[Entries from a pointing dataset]
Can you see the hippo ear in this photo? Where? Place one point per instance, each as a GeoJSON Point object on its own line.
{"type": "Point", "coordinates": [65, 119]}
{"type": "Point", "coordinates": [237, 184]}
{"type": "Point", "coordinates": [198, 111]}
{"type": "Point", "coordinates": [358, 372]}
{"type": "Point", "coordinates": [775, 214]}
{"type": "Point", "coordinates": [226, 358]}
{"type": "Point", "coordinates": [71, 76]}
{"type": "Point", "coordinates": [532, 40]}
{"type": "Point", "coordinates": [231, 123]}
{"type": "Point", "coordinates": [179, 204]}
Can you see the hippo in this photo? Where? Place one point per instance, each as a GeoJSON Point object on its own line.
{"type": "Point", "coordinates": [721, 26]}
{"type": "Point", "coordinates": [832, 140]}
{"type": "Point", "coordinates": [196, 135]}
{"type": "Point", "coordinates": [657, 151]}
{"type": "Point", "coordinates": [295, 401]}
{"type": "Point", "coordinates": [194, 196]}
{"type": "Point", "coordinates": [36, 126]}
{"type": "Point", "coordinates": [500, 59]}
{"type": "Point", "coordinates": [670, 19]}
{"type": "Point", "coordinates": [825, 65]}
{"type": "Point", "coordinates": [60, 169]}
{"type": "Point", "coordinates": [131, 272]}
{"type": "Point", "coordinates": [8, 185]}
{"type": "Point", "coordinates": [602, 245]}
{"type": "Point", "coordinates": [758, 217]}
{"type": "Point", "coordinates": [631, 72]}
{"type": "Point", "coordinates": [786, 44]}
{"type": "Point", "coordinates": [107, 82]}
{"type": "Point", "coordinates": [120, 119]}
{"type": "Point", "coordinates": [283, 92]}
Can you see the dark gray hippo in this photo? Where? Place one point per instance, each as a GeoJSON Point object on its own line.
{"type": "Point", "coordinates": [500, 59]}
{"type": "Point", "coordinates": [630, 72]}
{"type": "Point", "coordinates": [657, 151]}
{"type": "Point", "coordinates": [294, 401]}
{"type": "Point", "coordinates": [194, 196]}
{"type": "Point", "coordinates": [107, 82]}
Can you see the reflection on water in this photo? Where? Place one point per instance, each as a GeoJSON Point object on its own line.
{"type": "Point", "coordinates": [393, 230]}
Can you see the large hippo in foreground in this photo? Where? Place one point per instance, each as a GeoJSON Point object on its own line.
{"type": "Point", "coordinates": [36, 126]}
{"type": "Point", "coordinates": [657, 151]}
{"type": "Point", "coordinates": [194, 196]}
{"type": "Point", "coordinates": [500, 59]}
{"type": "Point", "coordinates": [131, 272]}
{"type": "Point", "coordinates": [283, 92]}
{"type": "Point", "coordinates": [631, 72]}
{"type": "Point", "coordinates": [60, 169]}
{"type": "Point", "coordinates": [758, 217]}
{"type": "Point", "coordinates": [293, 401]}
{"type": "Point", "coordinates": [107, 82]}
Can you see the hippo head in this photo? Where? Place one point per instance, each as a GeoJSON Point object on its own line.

#### EXERCISE TASK:
Write out the records shown above, exactly as they appear.

#### WRITTEN SOLUTION:
Can you see the hippo ear in this photo? Where? Place one point per instance, each as a GeoJSON Point object on its own line.
{"type": "Point", "coordinates": [65, 119]}
{"type": "Point", "coordinates": [237, 184]}
{"type": "Point", "coordinates": [198, 111]}
{"type": "Point", "coordinates": [358, 372]}
{"type": "Point", "coordinates": [775, 214]}
{"type": "Point", "coordinates": [226, 358]}
{"type": "Point", "coordinates": [71, 76]}
{"type": "Point", "coordinates": [532, 40]}
{"type": "Point", "coordinates": [231, 123]}
{"type": "Point", "coordinates": [179, 204]}
Can you see the hippo in this photo? Where? Place one point per instance, each as a GeoJSON Point object on its own line.
{"type": "Point", "coordinates": [721, 26]}
{"type": "Point", "coordinates": [832, 140]}
{"type": "Point", "coordinates": [196, 135]}
{"type": "Point", "coordinates": [657, 151]}
{"type": "Point", "coordinates": [295, 401]}
{"type": "Point", "coordinates": [194, 196]}
{"type": "Point", "coordinates": [36, 126]}
{"type": "Point", "coordinates": [500, 59]}
{"type": "Point", "coordinates": [670, 19]}
{"type": "Point", "coordinates": [825, 65]}
{"type": "Point", "coordinates": [60, 169]}
{"type": "Point", "coordinates": [131, 272]}
{"type": "Point", "coordinates": [8, 185]}
{"type": "Point", "coordinates": [602, 245]}
{"type": "Point", "coordinates": [758, 217]}
{"type": "Point", "coordinates": [631, 72]}
{"type": "Point", "coordinates": [786, 44]}
{"type": "Point", "coordinates": [107, 82]}
{"type": "Point", "coordinates": [120, 119]}
{"type": "Point", "coordinates": [283, 92]}
Can you see the dark gray hippo in this photo? Where? Place one point per instance, each as a GeoJSON Point object on its own line.
{"type": "Point", "coordinates": [500, 59]}
{"type": "Point", "coordinates": [630, 72]}
{"type": "Point", "coordinates": [657, 151]}
{"type": "Point", "coordinates": [294, 401]}
{"type": "Point", "coordinates": [194, 196]}
{"type": "Point", "coordinates": [107, 82]}
Can you see the reflection on water in this photo? Where? Place one point per instance, each as a GeoJSON Point object on its own line.
{"type": "Point", "coordinates": [393, 230]}
Can you see the large hippo in foreground in this photo? Where? Place one point per instance, each as a GeoJSON Point object on its own line.
{"type": "Point", "coordinates": [36, 126]}
{"type": "Point", "coordinates": [657, 151]}
{"type": "Point", "coordinates": [194, 196]}
{"type": "Point", "coordinates": [500, 59]}
{"type": "Point", "coordinates": [131, 272]}
{"type": "Point", "coordinates": [283, 92]}
{"type": "Point", "coordinates": [631, 72]}
{"type": "Point", "coordinates": [60, 169]}
{"type": "Point", "coordinates": [758, 217]}
{"type": "Point", "coordinates": [293, 401]}
{"type": "Point", "coordinates": [107, 82]}
Can you see the hippo head in this photo? Where? Place one point per instance, each as a GeoJSON Point object on its own line.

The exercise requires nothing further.